**WRITTEN TASK:** Can you give the rows below as a two-column CSV with the columns "request" and "response", one CSV line per row, putting each row's text and its answer in one quoted field apiece with line breaks turned into spaces? Leave the pictures out.

-------

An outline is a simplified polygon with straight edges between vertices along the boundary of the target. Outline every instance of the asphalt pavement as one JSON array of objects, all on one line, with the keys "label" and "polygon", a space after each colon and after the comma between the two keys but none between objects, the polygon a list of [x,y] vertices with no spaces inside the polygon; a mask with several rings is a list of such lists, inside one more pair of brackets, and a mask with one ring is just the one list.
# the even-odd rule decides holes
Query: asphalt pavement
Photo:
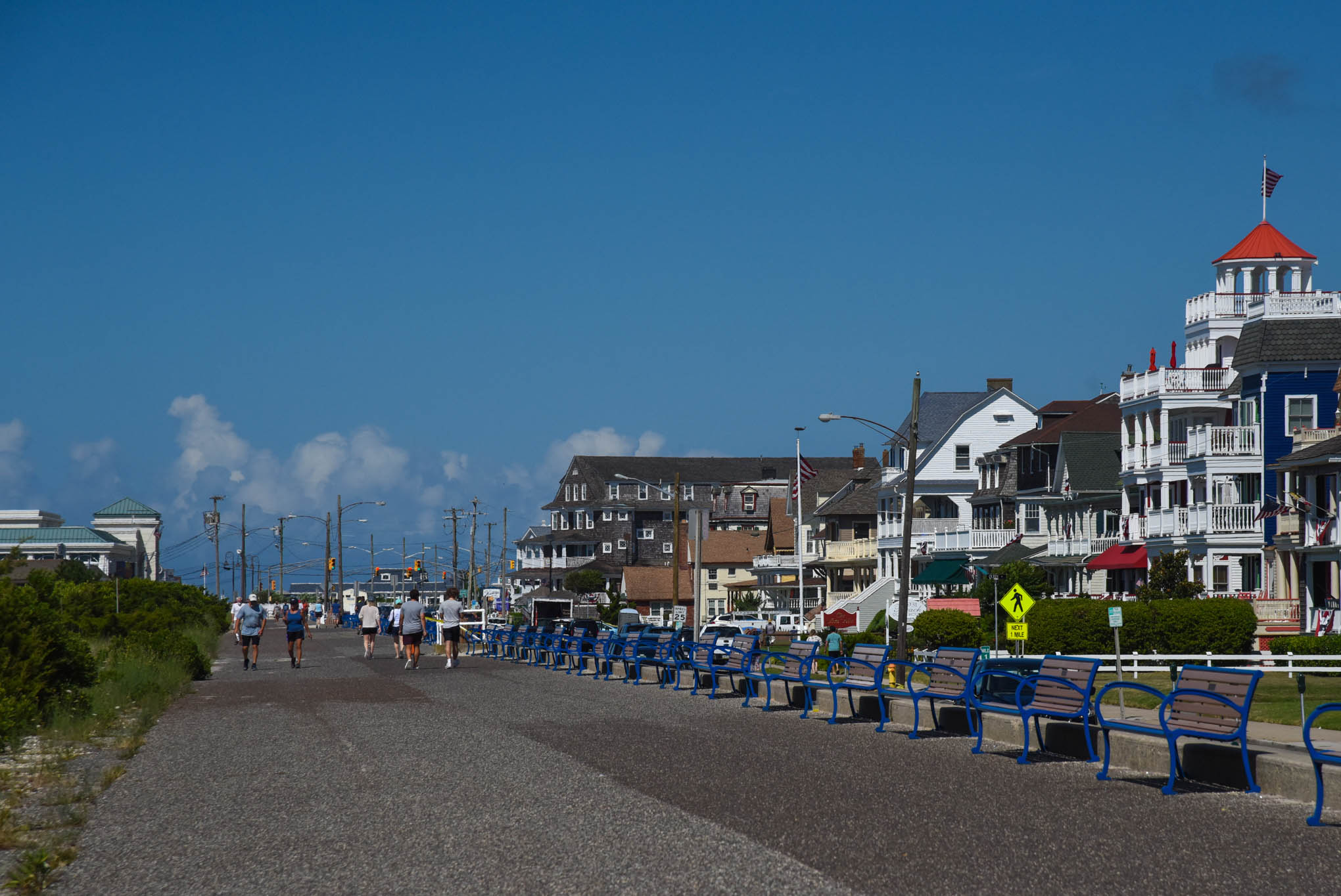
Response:
[{"label": "asphalt pavement", "polygon": [[[378,639],[268,633],[178,700],[95,804],[62,893],[1329,892],[1299,804],[1018,766]],[[1120,773],[1118,773],[1120,774]],[[1336,818],[1333,818],[1336,820]]]}]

-------

**RESULT:**
request,response
"An outline is a simplified polygon with straight edges between vertices along the boundary of the target. Outline every instance of the asphalt pavement as one JSON array of objects, all on one line, with the keys ""label"" and ""polygon"", a space after each colon and after the comma between the two keys but none between objects, the polygon a list of [x,y] vertices with no spaces inside the polygon; a mask with several rings is a list of such lists, inside one more pair of brackets, and a mask with one ring is just the one list. # the even-odd rule decides holes Query: asphalt pavement Photo: Response:","[{""label"": ""asphalt pavement"", ""polygon"": [[[378,639],[268,633],[178,700],[95,804],[62,893],[1329,892],[1299,804],[1018,766]],[[1120,773],[1118,773],[1120,774]],[[1336,818],[1333,818],[1336,820]]]}]"